■ Extract
My brother-in-law a former marine (Ontos, anti-tank) had prepared me for boot camp.  He had even been selected to take DI instructor course.  He quit after a few weeks said he couldn't hate himself that much.  His only word of advice, 'Don't volunteer for anything!'  Good advice.  AF boot was more like a physical boy scout camp without adult supervision, 5 weeks half day class and half day playing soldier.


----------



## Denise1952 (Oct 14, 2014)

Hi Son,

I can't relate to your life, but my heart has always been with our veterans, as well as active duty people now.

It's interesting to find your post though, because I was doing some reflection too, and wanted to post about it, but instead to just write it here.  I think this getting old sucks.  I feel I want another shot at it, but know it's impossible.  I want to get on with my life, so I don't have any time to reflect on things I regret.  I don't know how many feel this way, my guess is a lot.  I admire those that are happy, and content just the way things are, but I can't seem to get there.  

I could blame it all on some poor health, but to be honest with myself and others, I wasn't doing a hell of a lot before I got sick.  So now I'm whining about not being well enough to do some things I want to.  One thing I am grateful for is that I don't blame anyone else for the way I am.  It's about my choices.  Don't get me wrong, this isn't anything about you or your post, except it reminded me of how I feel today.  I come here hoping for companionship, friends, laughs, some place where "everybody knows your name".  I wish I still enjoyed the bars, I did have some great times, dancing, flirting.  Never got to travel the world.  Yeah, you're not alone in your pity-party, if that's any comfort, LOL!!

My heart is with you Sop, as well as all the folks our age that feel this way now, or at some time.  I guess if we don't have something we can look forward to, we only have what is behind.  I think I'll try to figure out something to look forward to.  Ok, I got it, a guy that is enough like me that we can pool our resources, and manage to raise some hell!!

■ Information provided
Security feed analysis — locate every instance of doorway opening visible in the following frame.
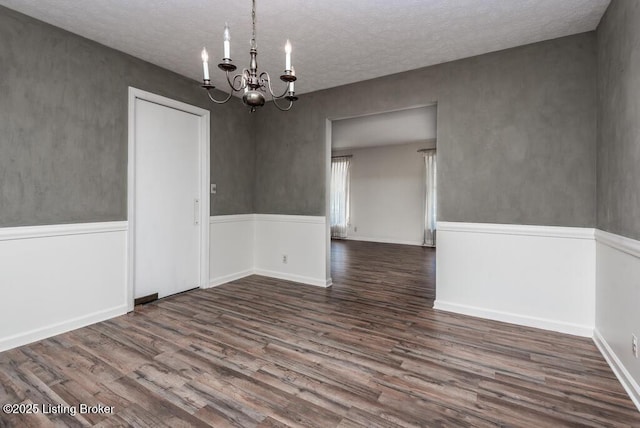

■ Directive 1
Decide whether each statement agrees with the forum thread about boot camp and growing older. Answer yes or no, and quote the deciding words of the thread.
(a) The brother-in-law left the DI instructor course after a few weeks.
(b) The AF boot camp described lasted eight weeks.
(c) Denise1952 blames other people for the way she is.
■ Directive 2
Go on with the forum thread about boot camp and growing older, starting from where it stops.

■ Output 1
(a) Yes: "He quit after a few weeks said he couldn't hate himself that much."
(b) No: "5 weeks half day class and half day playing soldier."
(c) No: "One thing I am grateful for is that I don't blame anyone else for the way I am."

■ Output 2
----------



## jujube (Oct 20, 2014)

My late husband served in the Army Security Agency.  He graduated from the Russian linguistics program of the Defense Language Institute at the Presidio of Monterey.  Typical military thinking.....he spoke fluent French but they sent him for Russian training.    We lived for 2 1/2 years on a common defense installation in the middle east that was a "listening station" that listened not only to Russian military transmissions, but ham radio operators, airplane pilots, commercial radio broadcasts, etc.   You'd hear an pilot radio-chatting with another saying, "Say, Ivan, did you see all those trucks going up the mountain?"  "Why, yes I did, Pyotr......and they must be having a circus up there because of all those large white tents!"   DING-DING-DING!!!


----------



## oldman (Oct 21, 2014)

jujube said:


> My late husband served in the Army Security Agency.  He graduated from the Russian linguistics program of the Defense Language Institute at the Presidio of Monterey.  Typical military thinking.....he spoke fluent French but they sent him for Russian training.    We lived for 2 1/2 years on a common defense installation in the middle east that was a "listening station" that listened not only to Russian military transmissions, but ham radio operators, airplane pilots, commercial radio broadcasts, etc.   You'd hear an pilot radio-chatting with another saying, "Say, Ivan, did you see all those trucks going up the mountain?"  "Why, yes I did, Pyotr......and they must be having a circus up there because of all those large white tents!"   DING-DING-DING!!!



You have peaked my interest. What years were these that you are referring to when all of this was going on? Was this back in the 40's and was the school located in California (San Francisco, I believe?) The reason that I ask is because I saw something about this on the History Channel a few weeks ago. At the time, I wasn't sure what they were talking about because I joined the show in progress, so I changed the channel. "I think" the school is still active today, is it not? 

Just as a side note, I have a friend that is a ham radio operator. When I visit him I really enjoy listening to him talk to people all over the world. It is really better than the internet for getting news and learning about what's happening where they are at the moment.


----------



## Ralphy1 (Oct 21, 2014)

We had some ASA guys serve with us USAFSS types for some language help while I served in the Philippines.  We monitored everything in our part of the Far East that came out of China, Vietnam,etc.  it was an eye opening experience how capable we were at electronic eavesdropping.  BTW, the ASA was originally going to be called the Army Security Service.  Can you guess why they decided to call it an agency?


----------



## oldman (Oct 21, 2014)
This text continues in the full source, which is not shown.